◆ **Exercise goal**
Output the lines below from the one containing "Query: blue window shutter" through the end of the listing, inclusive, exactly as they appear, and nothing further.

◆ **Exercise input**
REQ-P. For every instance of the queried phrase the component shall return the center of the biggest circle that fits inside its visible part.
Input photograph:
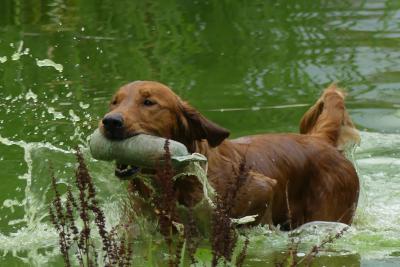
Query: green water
(243, 57)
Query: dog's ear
(194, 126)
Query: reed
(76, 219)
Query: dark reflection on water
(216, 54)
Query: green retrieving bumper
(141, 150)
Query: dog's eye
(148, 102)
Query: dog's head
(146, 107)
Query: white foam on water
(31, 96)
(49, 63)
(20, 52)
(56, 114)
(374, 234)
(35, 234)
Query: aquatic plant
(83, 210)
(224, 235)
(292, 256)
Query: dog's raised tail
(329, 120)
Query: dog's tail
(329, 120)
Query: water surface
(251, 66)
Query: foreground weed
(82, 210)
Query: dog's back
(329, 120)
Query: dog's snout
(113, 121)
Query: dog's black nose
(113, 122)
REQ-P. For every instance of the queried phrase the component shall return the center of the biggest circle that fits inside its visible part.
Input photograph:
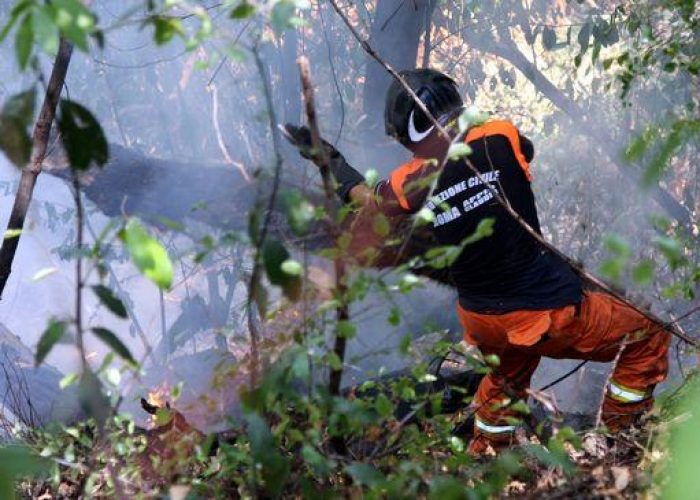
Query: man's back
(507, 270)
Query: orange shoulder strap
(504, 128)
(398, 179)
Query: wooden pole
(40, 140)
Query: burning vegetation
(239, 276)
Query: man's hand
(345, 176)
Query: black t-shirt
(508, 270)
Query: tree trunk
(506, 49)
(395, 34)
(40, 139)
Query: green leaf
(275, 466)
(383, 406)
(380, 225)
(683, 480)
(584, 36)
(346, 329)
(68, 380)
(45, 29)
(23, 41)
(681, 132)
(166, 28)
(292, 267)
(549, 38)
(445, 487)
(82, 136)
(394, 316)
(364, 474)
(243, 10)
(74, 20)
(111, 301)
(148, 255)
(259, 295)
(458, 151)
(52, 335)
(274, 255)
(109, 338)
(17, 460)
(15, 117)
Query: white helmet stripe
(413, 134)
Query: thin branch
(342, 311)
(79, 283)
(599, 414)
(220, 137)
(498, 197)
(40, 140)
(255, 274)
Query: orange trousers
(596, 331)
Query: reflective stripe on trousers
(493, 429)
(625, 394)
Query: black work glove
(345, 176)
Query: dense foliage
(296, 434)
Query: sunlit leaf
(584, 36)
(643, 273)
(18, 460)
(364, 474)
(274, 254)
(82, 136)
(148, 255)
(380, 225)
(110, 338)
(74, 20)
(442, 487)
(458, 151)
(111, 301)
(292, 267)
(243, 10)
(68, 380)
(275, 466)
(549, 38)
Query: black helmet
(403, 120)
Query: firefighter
(517, 299)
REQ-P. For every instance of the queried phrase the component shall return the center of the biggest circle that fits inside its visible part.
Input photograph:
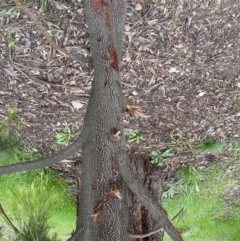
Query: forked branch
(144, 196)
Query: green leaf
(154, 153)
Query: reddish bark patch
(113, 55)
(103, 8)
(105, 82)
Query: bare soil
(180, 65)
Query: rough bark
(102, 205)
(103, 211)
(140, 221)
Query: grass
(207, 215)
(23, 194)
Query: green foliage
(10, 38)
(158, 158)
(32, 206)
(56, 197)
(209, 144)
(63, 137)
(135, 137)
(187, 182)
(207, 215)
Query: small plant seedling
(209, 144)
(64, 137)
(11, 40)
(135, 137)
(158, 158)
(162, 37)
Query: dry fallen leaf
(138, 7)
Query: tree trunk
(140, 221)
(102, 210)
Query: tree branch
(145, 235)
(32, 165)
(145, 197)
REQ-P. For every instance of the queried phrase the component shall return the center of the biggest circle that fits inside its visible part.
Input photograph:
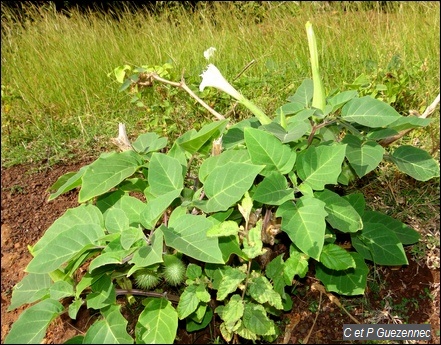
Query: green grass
(58, 101)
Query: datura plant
(229, 235)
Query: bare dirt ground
(409, 294)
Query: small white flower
(209, 52)
(212, 77)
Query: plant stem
(184, 86)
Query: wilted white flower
(209, 52)
(212, 77)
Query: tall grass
(57, 97)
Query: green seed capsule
(174, 270)
(146, 279)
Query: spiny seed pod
(174, 270)
(146, 279)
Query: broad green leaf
(318, 166)
(227, 184)
(30, 328)
(273, 190)
(109, 199)
(370, 112)
(336, 258)
(61, 289)
(349, 282)
(188, 302)
(235, 136)
(111, 329)
(381, 133)
(415, 162)
(81, 215)
(405, 233)
(256, 319)
(207, 133)
(149, 254)
(64, 247)
(132, 207)
(113, 253)
(135, 184)
(341, 215)
(189, 236)
(356, 200)
(226, 228)
(30, 289)
(243, 332)
(304, 222)
(130, 236)
(407, 122)
(156, 207)
(107, 172)
(115, 220)
(193, 271)
(265, 149)
(158, 322)
(363, 156)
(149, 142)
(231, 278)
(66, 183)
(196, 325)
(165, 174)
(379, 244)
(226, 157)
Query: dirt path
(409, 294)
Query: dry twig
(430, 109)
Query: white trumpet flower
(209, 53)
(212, 77)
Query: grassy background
(58, 101)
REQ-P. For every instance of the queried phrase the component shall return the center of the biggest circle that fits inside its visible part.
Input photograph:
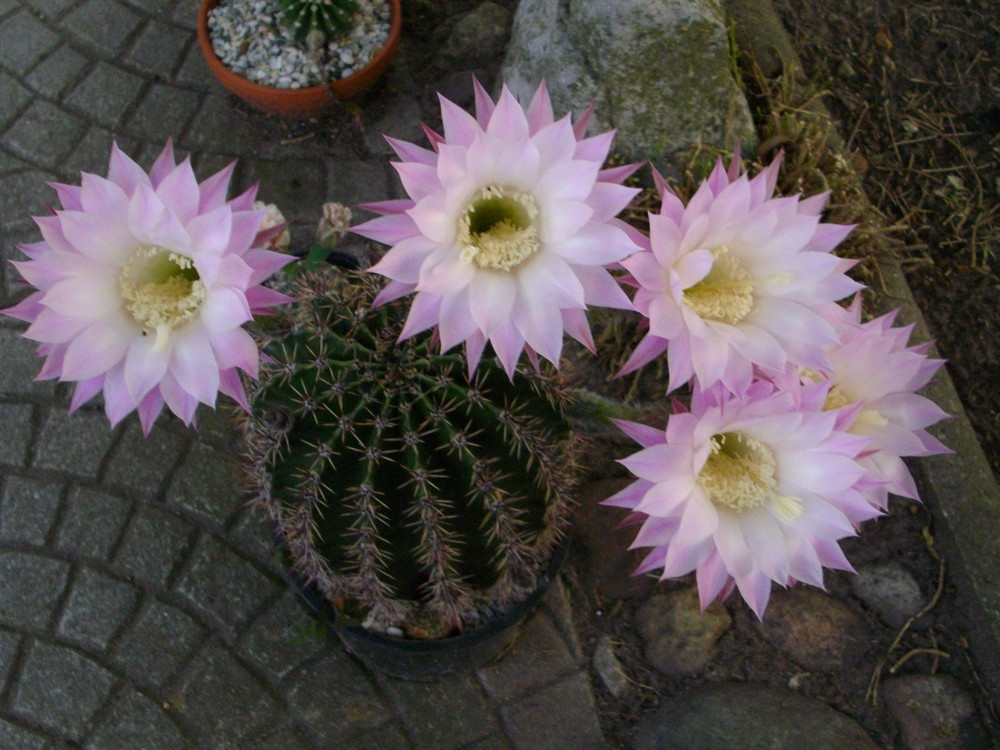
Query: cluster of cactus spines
(406, 493)
(324, 16)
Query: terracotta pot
(432, 660)
(306, 102)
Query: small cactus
(410, 496)
(324, 16)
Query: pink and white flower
(143, 282)
(737, 279)
(745, 490)
(508, 229)
(873, 368)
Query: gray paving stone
(13, 95)
(223, 585)
(28, 509)
(194, 70)
(215, 426)
(24, 40)
(276, 736)
(159, 48)
(253, 535)
(8, 649)
(92, 153)
(282, 638)
(293, 184)
(140, 464)
(561, 715)
(20, 364)
(446, 714)
(185, 12)
(218, 126)
(134, 722)
(493, 742)
(74, 443)
(13, 737)
(92, 523)
(153, 7)
(352, 182)
(31, 587)
(335, 680)
(539, 655)
(59, 689)
(163, 112)
(105, 94)
(97, 607)
(57, 72)
(158, 641)
(45, 133)
(51, 8)
(223, 702)
(207, 484)
(105, 24)
(10, 164)
(387, 737)
(154, 544)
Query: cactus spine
(411, 497)
(324, 16)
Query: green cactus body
(408, 495)
(325, 16)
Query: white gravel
(249, 39)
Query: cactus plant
(324, 16)
(411, 497)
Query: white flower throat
(499, 228)
(741, 473)
(161, 291)
(726, 292)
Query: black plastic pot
(431, 660)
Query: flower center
(498, 229)
(740, 474)
(836, 399)
(726, 292)
(161, 291)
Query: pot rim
(303, 98)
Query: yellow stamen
(741, 473)
(161, 290)
(498, 229)
(726, 292)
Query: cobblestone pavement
(140, 606)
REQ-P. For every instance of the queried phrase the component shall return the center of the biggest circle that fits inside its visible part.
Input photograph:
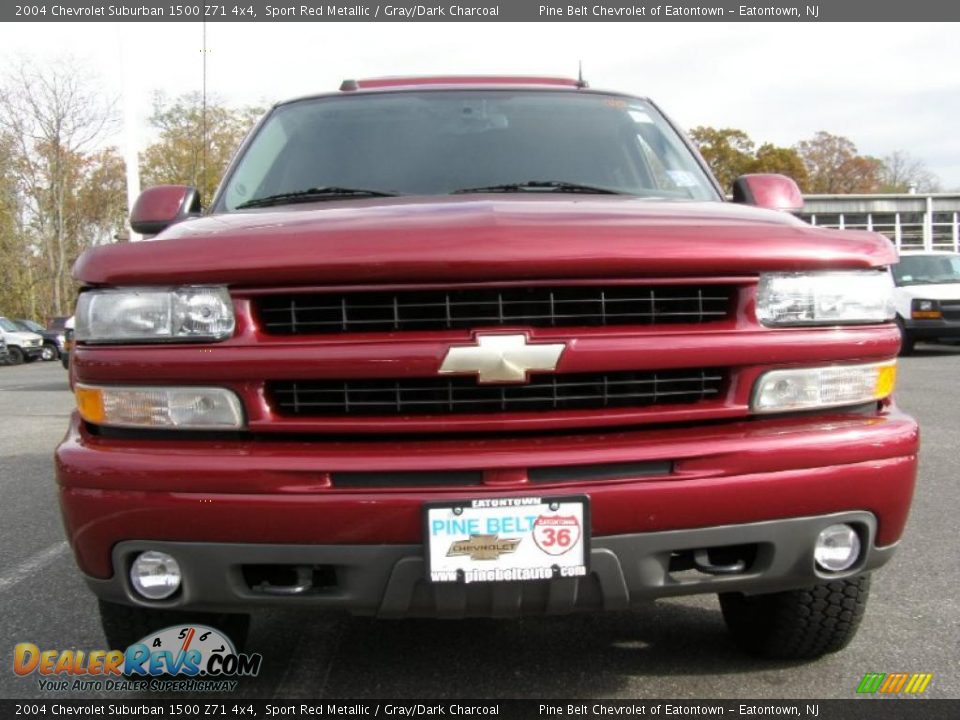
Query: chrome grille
(563, 306)
(446, 395)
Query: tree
(786, 161)
(728, 152)
(193, 148)
(902, 173)
(54, 120)
(834, 166)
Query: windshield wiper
(551, 185)
(327, 192)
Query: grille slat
(293, 314)
(452, 395)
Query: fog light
(155, 575)
(837, 549)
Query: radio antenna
(203, 116)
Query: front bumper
(927, 329)
(390, 580)
(774, 483)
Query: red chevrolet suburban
(463, 346)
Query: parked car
(58, 323)
(484, 347)
(52, 340)
(23, 345)
(927, 297)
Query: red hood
(479, 238)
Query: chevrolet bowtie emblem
(501, 358)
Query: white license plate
(507, 539)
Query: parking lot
(675, 649)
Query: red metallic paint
(768, 190)
(452, 239)
(161, 206)
(277, 492)
(276, 488)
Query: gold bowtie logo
(501, 358)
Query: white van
(22, 346)
(927, 296)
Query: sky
(886, 86)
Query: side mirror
(766, 190)
(160, 207)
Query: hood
(477, 238)
(938, 291)
(20, 337)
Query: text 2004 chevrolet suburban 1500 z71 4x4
(484, 346)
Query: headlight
(189, 408)
(825, 298)
(832, 386)
(925, 310)
(154, 314)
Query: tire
(798, 624)
(124, 625)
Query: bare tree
(55, 115)
(902, 173)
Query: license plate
(507, 539)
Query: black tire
(123, 625)
(798, 624)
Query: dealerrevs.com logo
(894, 683)
(181, 658)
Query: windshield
(440, 142)
(29, 326)
(927, 269)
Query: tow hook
(701, 559)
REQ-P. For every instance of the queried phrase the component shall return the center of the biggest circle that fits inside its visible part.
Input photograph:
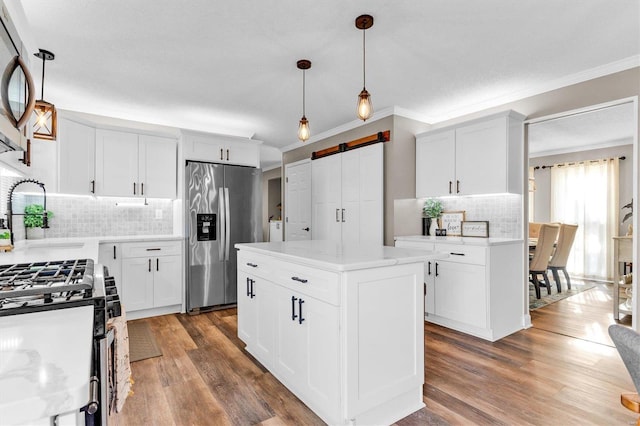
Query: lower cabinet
(334, 339)
(478, 289)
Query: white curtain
(587, 194)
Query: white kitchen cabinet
(151, 278)
(110, 255)
(221, 149)
(76, 158)
(483, 156)
(348, 338)
(476, 289)
(133, 165)
(347, 192)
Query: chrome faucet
(10, 214)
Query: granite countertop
(460, 240)
(331, 256)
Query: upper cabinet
(484, 156)
(221, 149)
(133, 165)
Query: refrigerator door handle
(222, 231)
(227, 218)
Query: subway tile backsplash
(92, 217)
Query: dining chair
(558, 261)
(540, 260)
(627, 343)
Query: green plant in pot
(33, 216)
(432, 210)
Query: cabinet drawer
(459, 253)
(322, 285)
(151, 248)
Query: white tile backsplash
(92, 217)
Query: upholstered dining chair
(627, 342)
(540, 261)
(558, 261)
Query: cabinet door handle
(293, 308)
(300, 319)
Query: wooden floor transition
(538, 376)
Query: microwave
(17, 91)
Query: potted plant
(33, 217)
(432, 210)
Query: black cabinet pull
(300, 319)
(293, 308)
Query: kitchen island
(341, 326)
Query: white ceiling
(230, 66)
(600, 128)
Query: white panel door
(481, 157)
(326, 198)
(435, 164)
(157, 166)
(76, 145)
(117, 163)
(297, 207)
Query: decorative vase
(434, 226)
(426, 225)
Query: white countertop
(472, 241)
(45, 363)
(69, 248)
(332, 256)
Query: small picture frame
(452, 222)
(475, 228)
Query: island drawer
(461, 253)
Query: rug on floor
(577, 286)
(142, 344)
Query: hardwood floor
(535, 377)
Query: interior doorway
(562, 149)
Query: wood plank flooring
(534, 377)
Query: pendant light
(365, 108)
(45, 125)
(303, 127)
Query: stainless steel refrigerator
(223, 207)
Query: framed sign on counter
(476, 228)
(452, 221)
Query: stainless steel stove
(29, 288)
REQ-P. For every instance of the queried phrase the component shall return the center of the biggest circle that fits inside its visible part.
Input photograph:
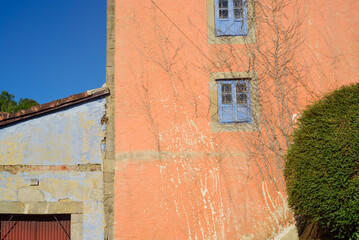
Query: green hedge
(322, 164)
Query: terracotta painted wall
(175, 177)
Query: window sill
(216, 126)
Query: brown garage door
(35, 227)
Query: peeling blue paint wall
(68, 137)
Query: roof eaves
(7, 118)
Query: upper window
(231, 21)
(231, 17)
(234, 101)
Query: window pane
(223, 3)
(226, 99)
(241, 98)
(237, 3)
(241, 88)
(226, 88)
(238, 13)
(223, 13)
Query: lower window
(234, 101)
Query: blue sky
(52, 49)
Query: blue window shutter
(223, 24)
(226, 112)
(244, 112)
(233, 25)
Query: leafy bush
(322, 164)
(8, 103)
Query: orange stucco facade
(179, 173)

◆ **Written response**
Query: blue window shutter
(223, 24)
(226, 112)
(244, 112)
(233, 25)
Query: leafy bush
(322, 164)
(8, 103)
Query: orange stucco facade
(179, 173)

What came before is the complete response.